** Conjunto de tareas **
A) Según el texto, ¿qué produce para Aranguren la falta de contenidos sustantivos?
B) Extrae literalmente del texto el pasaje que va de "Una ciudadanía desmoralizada" a "las mayorías sociales.".
C) Di si cada afirmación concuerda con el texto. Contesta sí o no y cita las palabras del texto que lo deciden.
(i) Para Ortega, la moral es un añadido del ser humano.
(ii) Los movimientos políticos emergentes, una vez institucionalizados, se adaptan al sistema.
(iii) Los partidos aspiran a ser la parte privada del Estado.

** Texto proporcionado **
━━━━━━━━━━━━━━━━
Se trata de anular el conflicto social e impedir la redistribución del poder por el sumario procedimiento de descatalogar las definiciones objetivas de los planteamientos ideológicos para suplantarlos por conceptualizaciones ambiguas: ni derecha ni izquierda, espacios inexistentes, no para cambiar el sistema, sino para reforzarlo redecorando el atrezo y dejando los entresijos intactos. La rotunda influencia de las oligarquías empresariales y financieras en el régimen de poder ha supuesto que el sistema actúe con un particularismo tan centrado en los intereses de esos poderes fácticos económicos y estamentales que las fuerzas políticas han devenido en apéndices del Estado en lugar de portavoces de la realidad social.

Los movimientos políticos emergentes nacidos por las carencias del sistema, su dualidad social y los déficits en la centralidad de la ciudadanía por el autoritarismo posdemocrático, una vez institucionalizados, se lanzan a un proceso de adaptación sistémica que deja sin ubicación el malestar de la calle del que nacieron. Se vuelven los antisistema del sistema que, como anuncia Marcuse, son fagocitados por ese “orden objetivo de las cosas” en el que la finalidad propia ya no consiste en cambiar el sistema sino mejorarlo en los elementos más superficiales que no afectan al régimen de poder que lo constituye.

La banalización política y el desmayo de las ideologías y los valores como fuentes morales de vertebración nacional, fruto del utilitarismo posdemocrático, intentan conseguir la eliminación de los elementos trascendentes del imaginario colectivo. Para Aranguren la falta de contenidos sustantivos produce desmoralización colectiva. Seguramente porque el individuo no sabe qué responder, porque carece de criterios, se siente desorientado. La respuesta depende de la convicción y fidelidad a unas ideas. Pero también depende del sentimiento. Cuando falta contenido, no hay convicciones, el sentimiento no tiene donde adherirse y falla también. Falta el estímulo para responder. Ortega, por su parte, afirma que la moral no es un añadido del ser humano, sino su mismo quehacer para construir la propia vida. Y añade: “un hombre desmoralizado es un hombre que no está en posesión de sí mismo.”

Una ciudadanía desmoralizada contempla impotente como los partidos políticos, tradicionales y emergentes, aspiran a ser, como afirmaba Gramsci, la parte privada del Estado más que el malestar que pretende transformar un sistema demasiado volcado a las hechuras de los poderes económicos y escasa afinidad con las mayorías sociales.
━━━━━━━━━━━━━━━━
** Datos proporcionados **
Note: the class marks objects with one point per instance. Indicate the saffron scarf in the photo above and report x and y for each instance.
━━━━━━━━━━━━━━━━
** Respuestas **
A) La desmoralización colectiva.

B)
Una ciudadanía desmoralizada contempla impotente como los partidos políticos, tradicionales y emergentes, aspiran a ser, como afirmaba Gramsci, la parte privada del Estado más que el malestar que pretende transformar un sistema demasiado volcado a las hechuras de los poderes económicos y escasa afinidad con las mayorías sociales.

C)
(i) No: "la moral no es un añadido del ser humano, sino su mismo quehacer para construir la propia vida".
(ii) Sí: "una vez institucionalizados, se lanzan a un proceso de adaptación sistémica".
(iii) Sí: "aspiran a ser, como afirmaba Gramsci, la parte privada del Estado".